▶ **Your task**
Extract each line of the records below that contains the string "pillar". The match is case-sensitive.

▶ **Provided information**

— START —

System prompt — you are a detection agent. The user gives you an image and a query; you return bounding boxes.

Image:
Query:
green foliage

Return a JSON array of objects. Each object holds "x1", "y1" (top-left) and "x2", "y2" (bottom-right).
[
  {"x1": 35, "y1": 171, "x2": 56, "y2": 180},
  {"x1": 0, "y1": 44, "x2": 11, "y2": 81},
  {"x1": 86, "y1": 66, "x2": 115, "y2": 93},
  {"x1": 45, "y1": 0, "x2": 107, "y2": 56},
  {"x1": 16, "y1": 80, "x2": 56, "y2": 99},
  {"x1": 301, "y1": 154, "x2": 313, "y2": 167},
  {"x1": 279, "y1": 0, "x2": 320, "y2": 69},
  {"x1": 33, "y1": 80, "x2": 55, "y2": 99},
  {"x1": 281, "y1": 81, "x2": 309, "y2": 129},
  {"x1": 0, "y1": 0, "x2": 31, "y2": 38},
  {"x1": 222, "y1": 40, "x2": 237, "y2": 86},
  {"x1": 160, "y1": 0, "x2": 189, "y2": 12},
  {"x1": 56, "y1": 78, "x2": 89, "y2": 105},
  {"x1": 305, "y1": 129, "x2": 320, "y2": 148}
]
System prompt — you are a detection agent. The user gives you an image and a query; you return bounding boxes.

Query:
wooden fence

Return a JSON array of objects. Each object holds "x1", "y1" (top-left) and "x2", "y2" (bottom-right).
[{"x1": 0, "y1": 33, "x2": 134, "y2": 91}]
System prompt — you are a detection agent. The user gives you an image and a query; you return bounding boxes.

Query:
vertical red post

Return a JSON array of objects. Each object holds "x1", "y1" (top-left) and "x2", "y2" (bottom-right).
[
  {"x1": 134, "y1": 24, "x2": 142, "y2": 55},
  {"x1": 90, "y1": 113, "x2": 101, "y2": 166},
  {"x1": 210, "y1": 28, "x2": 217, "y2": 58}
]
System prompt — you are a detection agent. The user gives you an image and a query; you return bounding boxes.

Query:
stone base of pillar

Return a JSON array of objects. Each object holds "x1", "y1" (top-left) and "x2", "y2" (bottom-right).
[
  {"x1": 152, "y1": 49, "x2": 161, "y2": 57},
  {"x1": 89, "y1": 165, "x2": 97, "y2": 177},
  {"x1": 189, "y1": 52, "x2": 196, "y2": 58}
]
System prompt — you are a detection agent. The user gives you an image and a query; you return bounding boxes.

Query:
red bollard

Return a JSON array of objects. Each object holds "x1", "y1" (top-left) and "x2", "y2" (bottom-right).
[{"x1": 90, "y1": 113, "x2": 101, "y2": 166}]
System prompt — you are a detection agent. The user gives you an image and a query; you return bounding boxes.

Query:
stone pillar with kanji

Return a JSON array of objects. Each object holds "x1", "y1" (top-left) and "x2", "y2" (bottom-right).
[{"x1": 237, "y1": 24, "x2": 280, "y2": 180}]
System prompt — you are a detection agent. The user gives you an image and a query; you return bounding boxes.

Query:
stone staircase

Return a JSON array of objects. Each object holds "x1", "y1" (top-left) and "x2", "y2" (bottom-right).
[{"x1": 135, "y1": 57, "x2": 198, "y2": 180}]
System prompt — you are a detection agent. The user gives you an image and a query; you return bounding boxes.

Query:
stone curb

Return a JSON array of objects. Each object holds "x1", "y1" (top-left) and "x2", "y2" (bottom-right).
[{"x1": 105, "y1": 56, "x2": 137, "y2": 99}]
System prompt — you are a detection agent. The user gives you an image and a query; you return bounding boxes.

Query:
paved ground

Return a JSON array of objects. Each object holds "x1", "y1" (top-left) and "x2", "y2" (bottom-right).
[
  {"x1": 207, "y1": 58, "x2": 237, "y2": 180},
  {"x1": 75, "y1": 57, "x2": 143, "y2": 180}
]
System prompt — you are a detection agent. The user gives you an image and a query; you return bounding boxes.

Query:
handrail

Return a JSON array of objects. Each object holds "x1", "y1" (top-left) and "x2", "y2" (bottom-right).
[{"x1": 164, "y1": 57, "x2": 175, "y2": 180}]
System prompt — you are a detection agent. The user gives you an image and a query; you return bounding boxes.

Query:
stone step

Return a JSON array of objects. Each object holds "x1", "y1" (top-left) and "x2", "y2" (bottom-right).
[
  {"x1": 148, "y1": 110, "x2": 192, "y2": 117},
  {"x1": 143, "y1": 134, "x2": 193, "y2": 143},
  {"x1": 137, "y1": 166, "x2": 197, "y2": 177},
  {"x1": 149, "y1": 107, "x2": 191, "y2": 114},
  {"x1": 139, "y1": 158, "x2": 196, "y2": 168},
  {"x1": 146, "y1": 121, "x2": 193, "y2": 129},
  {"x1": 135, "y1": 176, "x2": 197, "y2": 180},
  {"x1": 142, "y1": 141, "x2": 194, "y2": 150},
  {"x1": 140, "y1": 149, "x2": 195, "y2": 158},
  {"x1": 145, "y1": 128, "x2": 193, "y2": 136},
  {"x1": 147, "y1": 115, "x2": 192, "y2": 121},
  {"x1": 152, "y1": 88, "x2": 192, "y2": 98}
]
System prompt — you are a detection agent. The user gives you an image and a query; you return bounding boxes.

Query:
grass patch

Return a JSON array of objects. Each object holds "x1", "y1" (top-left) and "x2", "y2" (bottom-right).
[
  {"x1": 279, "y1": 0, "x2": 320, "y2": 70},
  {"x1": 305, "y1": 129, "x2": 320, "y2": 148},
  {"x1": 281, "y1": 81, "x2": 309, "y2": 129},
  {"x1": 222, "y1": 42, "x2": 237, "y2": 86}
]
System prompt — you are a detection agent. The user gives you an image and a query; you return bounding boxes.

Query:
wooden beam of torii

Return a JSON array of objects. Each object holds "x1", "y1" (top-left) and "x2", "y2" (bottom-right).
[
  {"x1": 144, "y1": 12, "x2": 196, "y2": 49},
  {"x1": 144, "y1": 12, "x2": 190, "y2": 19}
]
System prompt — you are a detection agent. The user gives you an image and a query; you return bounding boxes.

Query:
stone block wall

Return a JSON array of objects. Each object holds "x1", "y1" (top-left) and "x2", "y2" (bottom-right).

— END —

▶ **Final result**
stone base of pillar
stone pillar with kanji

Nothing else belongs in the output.